● **Given exercise**: Output the records exactly as they appear, with no pictures included.

[Shape annotation entries]
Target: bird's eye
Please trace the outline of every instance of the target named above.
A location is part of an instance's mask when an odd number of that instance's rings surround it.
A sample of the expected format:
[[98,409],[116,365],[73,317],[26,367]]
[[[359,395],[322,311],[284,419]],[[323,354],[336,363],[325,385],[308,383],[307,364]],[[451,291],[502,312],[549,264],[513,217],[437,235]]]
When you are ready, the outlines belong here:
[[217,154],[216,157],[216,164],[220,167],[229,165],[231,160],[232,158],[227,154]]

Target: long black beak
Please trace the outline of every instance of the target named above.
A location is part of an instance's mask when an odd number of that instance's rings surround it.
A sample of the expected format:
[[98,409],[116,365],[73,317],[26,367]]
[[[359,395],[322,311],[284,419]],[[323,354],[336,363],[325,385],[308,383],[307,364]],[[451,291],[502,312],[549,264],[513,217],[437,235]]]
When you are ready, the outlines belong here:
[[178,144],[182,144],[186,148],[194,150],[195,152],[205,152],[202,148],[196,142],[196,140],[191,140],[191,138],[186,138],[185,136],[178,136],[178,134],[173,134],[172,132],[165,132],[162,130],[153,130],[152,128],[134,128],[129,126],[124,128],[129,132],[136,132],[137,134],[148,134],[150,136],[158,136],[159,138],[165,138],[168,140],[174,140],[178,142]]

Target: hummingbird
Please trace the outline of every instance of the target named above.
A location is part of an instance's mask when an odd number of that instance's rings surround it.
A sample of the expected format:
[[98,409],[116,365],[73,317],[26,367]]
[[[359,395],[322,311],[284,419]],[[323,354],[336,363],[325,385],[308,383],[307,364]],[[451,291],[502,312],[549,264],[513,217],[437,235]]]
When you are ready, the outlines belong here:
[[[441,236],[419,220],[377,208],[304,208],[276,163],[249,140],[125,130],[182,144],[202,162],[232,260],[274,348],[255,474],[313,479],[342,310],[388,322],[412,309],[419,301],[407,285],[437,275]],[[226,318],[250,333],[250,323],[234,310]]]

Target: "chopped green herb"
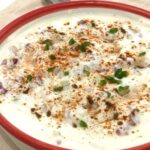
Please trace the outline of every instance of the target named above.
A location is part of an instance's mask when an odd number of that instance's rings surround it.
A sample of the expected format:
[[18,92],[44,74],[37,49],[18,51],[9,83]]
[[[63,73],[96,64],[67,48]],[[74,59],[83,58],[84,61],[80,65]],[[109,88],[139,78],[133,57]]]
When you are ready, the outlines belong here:
[[90,68],[88,66],[84,66],[83,67],[83,73],[86,75],[86,76],[89,76],[90,75]]
[[53,72],[54,69],[55,69],[54,67],[51,67],[51,68],[48,68],[47,71],[48,71],[48,72]]
[[92,22],[91,25],[92,25],[92,27],[95,27],[95,26],[96,26],[96,24],[95,24],[94,22]]
[[45,40],[43,43],[45,44],[45,47],[44,47],[45,51],[48,51],[50,46],[52,46],[52,41],[49,39]]
[[117,77],[118,79],[122,79],[124,77],[128,76],[128,72],[127,71],[122,71],[122,68],[117,69],[115,72],[115,77]]
[[76,43],[76,41],[75,41],[74,39],[70,39],[69,45],[73,45],[73,44],[75,44],[75,43]]
[[130,92],[129,86],[119,86],[118,89],[116,89],[116,92],[120,95],[120,96],[124,96],[126,94],[128,94]]
[[116,32],[118,32],[118,28],[111,28],[111,29],[109,30],[109,33],[111,33],[111,34],[114,34],[114,33],[116,33]]
[[106,80],[100,80],[99,85],[100,86],[105,86],[107,84]]
[[141,52],[141,53],[139,53],[139,56],[141,57],[141,56],[145,56],[145,54],[146,54],[146,52]]
[[69,75],[69,71],[64,71],[64,76],[68,76]]
[[55,60],[56,59],[55,55],[49,55],[48,57],[49,57],[50,60]]
[[121,83],[121,80],[115,79],[115,78],[112,77],[112,76],[106,76],[105,78],[106,78],[106,80],[107,80],[109,83],[115,83],[115,84],[120,84],[120,83]]
[[108,91],[105,91],[105,92],[106,92],[106,94],[107,94],[107,97],[110,98],[110,97],[111,97],[111,93],[108,92]]
[[84,43],[78,45],[80,52],[86,52],[86,49],[90,44],[91,44],[90,42],[84,42]]
[[80,125],[80,127],[83,128],[83,129],[85,129],[85,128],[88,127],[87,123],[86,123],[85,121],[83,121],[83,120],[80,120],[79,125]]
[[63,89],[64,89],[63,86],[56,86],[56,87],[53,88],[53,91],[54,92],[61,92]]
[[27,82],[31,82],[32,81],[32,76],[31,75],[27,75]]

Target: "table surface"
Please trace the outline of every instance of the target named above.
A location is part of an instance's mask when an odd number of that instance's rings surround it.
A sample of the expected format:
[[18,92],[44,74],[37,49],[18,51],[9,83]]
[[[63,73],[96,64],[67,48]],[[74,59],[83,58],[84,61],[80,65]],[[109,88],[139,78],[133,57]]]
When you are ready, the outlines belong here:
[[[25,1],[7,0],[7,4],[11,1],[13,3],[10,4],[8,7],[6,7],[5,9],[1,9],[1,7],[3,7],[4,5],[3,6],[0,5],[0,29],[2,29],[6,24],[11,22],[18,16],[43,6],[41,0],[25,0]],[[146,10],[150,10],[150,0],[111,0],[111,1],[127,3],[130,5],[141,7]],[[0,0],[0,3],[3,4],[3,0]],[[10,138],[3,131],[0,131],[0,149],[19,150],[17,146],[10,140]]]

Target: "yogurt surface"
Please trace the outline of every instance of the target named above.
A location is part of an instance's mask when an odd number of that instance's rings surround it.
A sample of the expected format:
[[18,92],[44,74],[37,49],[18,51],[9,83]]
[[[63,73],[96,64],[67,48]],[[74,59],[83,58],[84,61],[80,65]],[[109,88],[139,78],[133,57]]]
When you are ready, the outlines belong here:
[[64,148],[149,142],[149,26],[143,17],[97,8],[25,25],[0,45],[0,112]]

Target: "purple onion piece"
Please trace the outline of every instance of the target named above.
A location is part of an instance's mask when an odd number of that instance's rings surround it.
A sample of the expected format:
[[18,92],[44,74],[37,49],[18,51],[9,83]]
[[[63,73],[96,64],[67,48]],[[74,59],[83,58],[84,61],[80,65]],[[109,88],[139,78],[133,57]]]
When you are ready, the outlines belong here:
[[3,84],[0,82],[0,94],[7,93],[7,90],[3,87]]
[[7,65],[7,59],[3,59],[1,62],[1,65],[4,65],[4,66]]
[[14,65],[16,65],[18,63],[18,59],[17,58],[13,58],[12,61],[13,61]]

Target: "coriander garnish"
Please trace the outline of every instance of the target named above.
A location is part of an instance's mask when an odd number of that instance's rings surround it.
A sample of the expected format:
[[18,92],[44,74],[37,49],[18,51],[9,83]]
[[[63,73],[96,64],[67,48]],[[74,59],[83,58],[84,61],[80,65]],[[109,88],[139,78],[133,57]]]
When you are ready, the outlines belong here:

● **Task answer**:
Target: bird's eye
Please trace the outline of every instance of the target named above.
A location is part of an instance's mask when an odd number of that instance's rings surround it.
A sample of the expected format:
[[98,409],[116,365],[73,317],[26,367]]
[[[359,395],[322,311],[284,419]],[[323,354],[336,363],[325,385],[308,383],[307,364]],[[451,291],[502,312],[549,264],[513,217],[437,235]]]
When you are ready, the outlines belong here:
[[217,154],[216,157],[216,164],[220,167],[229,165],[231,160],[232,158],[227,154]]

Target: long black beak
Please trace the outline of every instance of the target named above.
A location is part of an instance's mask when an odd number of that instance's rings surround it.
A sample of the expected format:
[[98,409],[116,365],[73,317],[26,367]]
[[[359,395],[322,311],[284,419]],[[323,354],[336,363],[325,385],[308,383],[307,364]],[[451,291],[502,312],[549,264],[513,217],[437,235]]]
When you are ready, the outlines belong here:
[[178,144],[182,144],[186,148],[194,150],[195,152],[205,152],[202,148],[196,142],[196,140],[191,140],[191,138],[186,138],[185,136],[178,136],[178,134],[173,134],[172,132],[165,132],[162,130],[153,130],[152,128],[134,128],[129,126],[124,128],[129,132],[136,132],[137,134],[148,134],[150,136],[158,136],[159,138],[165,138],[168,140],[174,140],[178,142]]

Target: hummingbird
Please trace the outline of every instance of the target named above.
A location is part of an instance's mask when an odd number of that instance's rings surround it.
A sample of the expected format:
[[98,409],[116,365],[73,317],[26,367]]
[[[359,395],[322,311],[284,419]],[[323,354],[336,363],[325,385],[308,383],[307,364]],[[451,291],[502,312],[549,264],[513,217],[437,235]]]
When you are ready, the outlines belong here:
[[[441,236],[419,220],[377,208],[304,208],[276,163],[249,140],[125,130],[182,144],[202,162],[232,260],[274,348],[255,474],[313,479],[342,310],[388,322],[412,309],[419,301],[407,285],[437,275]],[[226,318],[250,333],[250,323],[234,310]]]

Target: "chopped green herb"
Please trace the outline of every instance of the target named above.
A location is part of an instance's mask when an odd number of that instance's rings surround it.
A sample of the expected format:
[[18,92],[44,74],[37,49],[18,51],[9,83]]
[[[63,73],[96,64],[67,48]],[[74,59],[83,58],[84,61],[80,65]],[[109,88],[139,78],[133,57]]]
When you are ready, the outlines belong here:
[[90,68],[88,66],[84,66],[83,67],[83,73],[86,75],[86,76],[89,76],[90,75]]
[[53,72],[54,69],[55,69],[54,67],[51,67],[51,68],[48,68],[47,71],[48,71],[48,72]]
[[92,22],[91,25],[92,25],[92,27],[95,27],[95,26],[96,26],[96,24],[95,24],[94,22]]
[[45,40],[43,43],[45,44],[45,47],[44,47],[45,51],[48,51],[50,46],[52,46],[52,41],[49,39]]
[[117,77],[118,79],[122,79],[124,77],[128,76],[128,72],[127,71],[122,71],[122,68],[117,69],[115,72],[115,77]]
[[76,43],[76,41],[75,41],[74,39],[70,39],[69,45],[73,45],[73,44],[75,44],[75,43]]
[[130,92],[129,86],[119,86],[118,89],[116,89],[116,92],[120,95],[120,96],[124,96],[126,94],[128,94]]
[[116,32],[118,32],[118,28],[111,28],[111,29],[109,30],[109,33],[111,33],[111,34],[114,34],[114,33],[116,33]]
[[106,80],[100,80],[99,85],[100,86],[105,86],[107,84]]
[[141,52],[141,53],[139,53],[139,56],[141,57],[141,56],[145,56],[145,54],[146,54],[146,52]]
[[69,75],[69,71],[64,71],[64,76],[68,76]]
[[55,60],[56,59],[55,55],[49,55],[48,57],[49,57],[50,60]]
[[121,83],[121,80],[115,79],[115,78],[112,77],[112,76],[106,76],[105,78],[106,78],[106,80],[107,80],[109,83],[115,83],[115,84],[120,84],[120,83]]
[[108,91],[105,91],[105,92],[106,92],[106,94],[107,94],[107,97],[110,98],[110,97],[111,97],[111,93],[108,92]]
[[84,43],[78,45],[80,52],[86,52],[86,49],[90,44],[91,44],[90,42],[84,42]]
[[80,125],[80,127],[83,128],[83,129],[85,129],[85,128],[88,127],[87,123],[86,123],[85,121],[83,121],[83,120],[80,120],[79,125]]
[[63,89],[64,89],[63,86],[56,86],[56,87],[53,88],[53,91],[54,92],[61,92]]
[[27,82],[31,82],[32,81],[32,76],[31,75],[27,75]]

Target: "table surface"
Please trace the outline of every instance of the target named above.
A location is part of an instance's mask when an odd number of that instance's rings surround it.
A sample of the expected format:
[[18,92],[44,74],[37,49],[18,51],[9,83]]
[[[63,73],[96,64],[67,48]],[[74,59],[83,58],[84,61],[80,65]],[[109,88],[139,78],[133,57]]]
When you are ready, the outlines belong here:
[[[25,1],[7,0],[7,4],[11,1],[13,3],[10,4],[8,7],[6,7],[5,9],[1,9],[1,7],[3,7],[4,5],[3,6],[0,5],[0,29],[2,29],[6,24],[11,22],[18,16],[43,6],[41,0],[25,0]],[[146,10],[150,10],[150,0],[111,0],[111,1],[127,3],[130,5],[141,7]],[[0,0],[0,3],[3,4],[3,0]],[[10,138],[3,131],[0,131],[0,149],[19,150],[17,146],[10,140]]]

Target: "yogurt surface"
Please trace the outline of every instance of the target named above.
A location is part of an instance's mask when an odd number of that instance's rings surround it.
A sample of the expected format:
[[18,92],[44,74],[37,49],[18,51],[9,83]]
[[[63,73],[96,64],[67,48]],[[74,59],[83,58],[84,61],[80,65]],[[109,88],[139,78],[133,57]]]
When you are ready, the outlines belong here:
[[64,148],[149,142],[149,26],[143,17],[97,8],[25,25],[0,45],[0,112]]

Target: "purple onion piece"
Please trace the outline of every instance of the target named above.
A location is part of an instance's mask when an odd number of that instance's rings surround it.
A sample of the expected format:
[[18,92],[44,74],[37,49],[18,51],[9,83]]
[[[63,73],[96,64],[67,48]],[[74,59],[83,58],[84,61],[80,65]],[[109,88],[139,78],[133,57]]]
When you are ready, the outlines belong here:
[[3,84],[0,82],[0,94],[7,93],[7,90],[3,87]]
[[7,65],[7,59],[3,59],[1,62],[1,65],[4,65],[4,66]]
[[14,65],[16,65],[18,63],[18,59],[17,58],[13,58],[12,61],[13,61]]

Target: "coriander garnish"
Please trace the outline of every instance of the target named above.
A location is part of an instance's mask when an odd number of that instance's rings surround it.
A sample of the expected format:
[[18,92],[44,74],[37,49],[18,51],[9,83]]
[[[63,73],[96,64],[67,48]],[[74,59],[83,58],[84,61],[80,65]],[[109,88],[139,78],[133,57]]]
When you are ready, the outlines belong here:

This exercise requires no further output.